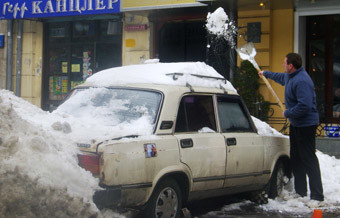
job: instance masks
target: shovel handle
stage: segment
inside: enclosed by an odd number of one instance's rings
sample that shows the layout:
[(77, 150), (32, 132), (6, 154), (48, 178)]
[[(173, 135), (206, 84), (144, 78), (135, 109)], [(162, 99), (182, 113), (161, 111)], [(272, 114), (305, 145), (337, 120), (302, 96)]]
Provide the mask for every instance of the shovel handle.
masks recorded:
[[(256, 70), (258, 72), (260, 72), (261, 70), (259, 68), (256, 68)], [(274, 91), (273, 87), (270, 85), (270, 83), (268, 82), (267, 78), (265, 76), (261, 76), (262, 80), (264, 81), (264, 83), (267, 85), (268, 89), (270, 90), (270, 92), (272, 93), (272, 95), (275, 97), (277, 103), (279, 104), (280, 108), (282, 109), (283, 112), (285, 112), (285, 107), (283, 106), (281, 100), (279, 99), (279, 97), (277, 96), (276, 92)]]

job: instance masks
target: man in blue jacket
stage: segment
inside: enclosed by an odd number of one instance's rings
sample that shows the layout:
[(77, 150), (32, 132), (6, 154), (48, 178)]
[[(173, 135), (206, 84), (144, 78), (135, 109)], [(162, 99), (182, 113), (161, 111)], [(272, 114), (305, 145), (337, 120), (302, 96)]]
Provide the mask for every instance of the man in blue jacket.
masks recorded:
[(296, 193), (302, 197), (307, 196), (307, 174), (311, 199), (323, 201), (319, 161), (315, 154), (315, 133), (319, 124), (319, 114), (314, 84), (302, 67), (299, 54), (287, 54), (283, 67), (285, 73), (260, 71), (259, 76), (265, 76), (285, 86), (287, 109), (283, 112), (283, 116), (290, 122), (290, 158)]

----------------

• _Required action_
This exercise calls for a verbatim output of the entries, pictures omitted.

• _The completed task_
job: instance masks
target: shovel handle
stage: segment
inside: enclosed by an odd number of one instance's rings
sample that shows the layout:
[(77, 150), (32, 132), (6, 154), (48, 178)]
[[(173, 135), (206, 84), (144, 78), (135, 109)], [(162, 99), (182, 113), (161, 111)], [(272, 114), (305, 145), (337, 120), (302, 96)]]
Provide the mask for every instance of the shovel handle.
masks recorded:
[[(256, 70), (258, 72), (260, 72), (261, 70), (259, 68), (256, 68)], [(274, 91), (273, 87), (270, 85), (270, 83), (268, 82), (267, 78), (265, 76), (261, 76), (262, 80), (264, 81), (264, 83), (267, 85), (268, 89), (270, 90), (270, 92), (272, 93), (272, 95), (275, 97), (277, 103), (279, 104), (280, 108), (282, 109), (283, 112), (285, 112), (285, 107), (283, 106), (281, 100), (279, 99), (279, 97), (277, 96), (276, 92)]]

job: instance masks
target: man in blue jacket
stage: segment
inside: enclosed by an odd number of one instance's rings
sample that shows the layout:
[(77, 150), (32, 132), (6, 154), (48, 178)]
[[(173, 135), (206, 84), (144, 78), (135, 109)], [(162, 99), (182, 113), (161, 111)], [(272, 114), (305, 145), (337, 120), (302, 96)]]
Provide the mask for every instance of the man in blue jacket.
masks recorded:
[(296, 193), (302, 197), (307, 196), (307, 174), (311, 199), (323, 201), (319, 161), (315, 154), (315, 133), (319, 124), (319, 114), (314, 84), (302, 67), (299, 54), (287, 54), (283, 67), (285, 73), (260, 71), (259, 76), (265, 76), (285, 86), (287, 109), (283, 112), (283, 116), (290, 122), (290, 158)]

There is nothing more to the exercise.